> PERINTAH
Teruskan teks tentang Walisongo di bawah ini, mulai setelah kalimat terakhirnya.

Di Gresik, beliau juga memberikan
pengarahan agar tingkat kehidupan rakyat gresik semakin meningkat. Beliau
memiliki gagasan mengalirkan air dari gunung untuk mengairi sawah dan
ladang. Syekh Maulana Malik Ibrahim seorang walisongo yang dianggap
sebagai ayah dari walisongo. Beliau wafat di gresik pada tahun 882 H atau 1419
M.
2. Sunan
Ampel (Raden Rahmat)
Raden Rahmat adalah
putra Syekh Maulana Malik Ibrahim dari istrinya bernama Dewi
Candrawulan. Beliau memulai aktivitasnya dengan mendirikan pesantren di
Ampel Denta, dekat dengan Surabaya. Di antara pemuda yang dididik itu tercatat
antara lain Raden Paku (Sunan Giri), Raden Fatah (Sultan pertama Kesultanan
Islam Bintoro, Demak), Raden Makdum Ibrahim (putra Sunan Ampel sendiri dan
dikenal sebagai Sunan Bonang), Syarifuddin (Sunan Drajat), dan Maulana Ishak.
Menurut Babad
Diponegoro, Sunan Ampel sangat berpengaruh di kalangan istana
Manjapahit, bahkan istrinya pun berasal dari kalangan istana Raden Fatah, putra
Prabu Brawijaya, Raja Majapahit, menjadi murid Ampel. Sunan Ampel tercatat
sebagai perancang Kerajaan Islam di pulau Jawa. Dialah yang mengangkat Raden
Fatah sebagai sultan pertama Demak. Disamping itu, Sunan Ampel juga ikut
mendirikan Masjid Agung Demak pada tahun 1479 bersama wali-wali lain.
Pada awal islamisasi
Pulau Jawa, Sunan Ampel menginginkan agar masyarakat menganut keyakinan yang
murni. Ia tidak setuju bahwa kebiasaan masyarakat seperti kenduri, selamatan,
sesaji dan sebagainya tetap hidup dalam sistem sosio-kultural masyarakat yang
telah memeluk agama Islam. Namun wali-wali yang lain berpendapat bahwa untuk
sementara semua kebiasaan tersebut harus dibiarkan karena masyarakat sulit
meninggalkannya secara serentak. Akhirnya, Sunan Ampel menghargainya. Hal
tersebut terlihat dari persetujuannya ketika Sunan Kalijaga dalam
usahanya menarik penganut Hindu dan Budha, mengusulkan agar adat istiadat Jawa itulah
yang diberi warna Islam. Dan beliau wafat pada tahun 1478 dimakamkan disebelah
masjid Ampel.
3. Sunan
Bonang (Raden Makdum Ibrahim)
Nama aslinya adalah Raden
Makdum Ibrahim. Beliau Putra Sunan Ampel. Sunan Bonang terkenal sebagai ahli
ilmu kalam dan tauhid. Beliau dianggap sebagai pencipta gending pertama
dalam rangka mengembangkan ajaran Islam di pesisir utara Jawa Timur. Setelah
belajar di Psai, Aceh, Sunan Bonang kembali ke Tuban, Jawa Timur, untuk
mendirikan pondok pesantren. Santri-santri yang menjadi muridnya berdatangan
dari berbagai daerah.

> POTONGAN DATA

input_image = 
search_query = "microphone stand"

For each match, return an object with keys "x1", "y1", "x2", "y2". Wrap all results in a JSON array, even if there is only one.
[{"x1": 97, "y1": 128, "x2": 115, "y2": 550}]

> HASIL LATIHAN
Sunan Bonang dan para
wali lainnya dalam menyebarkan agama Islam selalu menyesuaikan diri dengan
corak kebudayaan masyarakat Jawa yang sangat menggemari wayang serta musik
gamelan. Mereka memanfaatkan pertunjukan tradisional itu sebagai media dakwah
Islam, dengan menyisipkan napas Islam ke dalamnya. Syair lagu gamelan ciptaan
para wali tersebut berisi pesan tauhid, sikap menyembah Allah SWT. dan tidak
menyekutukannya. Setiap bait lagu diselingi dengan syahadatain (ucapan dua
kalimat syahadat); gamelan yang mengirinya kini dikenal dengan istilah sekaten,
yang berasal dari syahadatain. Sunan Bonang sendiri menciptakan lagu yang
dikenal dengan tembang Durma, sejenis macapat yang melukiskan suasana tegang,
bengis, dan penuh amarah. Sunan Bonang wafat di pulau Bawean pada tahun 1525 M.
4. Sunan
Giri
Sunan Giri merupakan putra
dari Maulana Ishak dan ibunya bernama Dewi Sekardadu putra Menak Samboja.
Kebesaran Sunan Giri terlihat antara lain sebagai anggota dewan Walisongo. Nama
Sunana Giri tidak bisa dilepaskan dari proses pendirian kerajaan Islam pertama
di Jawa, Demak. Ia adalah wali yang secara aktif ikut merencanakan berdirinya
negara itu serta terlibat dalam penyerangan ke Majapahit sebagai
penasihat militer.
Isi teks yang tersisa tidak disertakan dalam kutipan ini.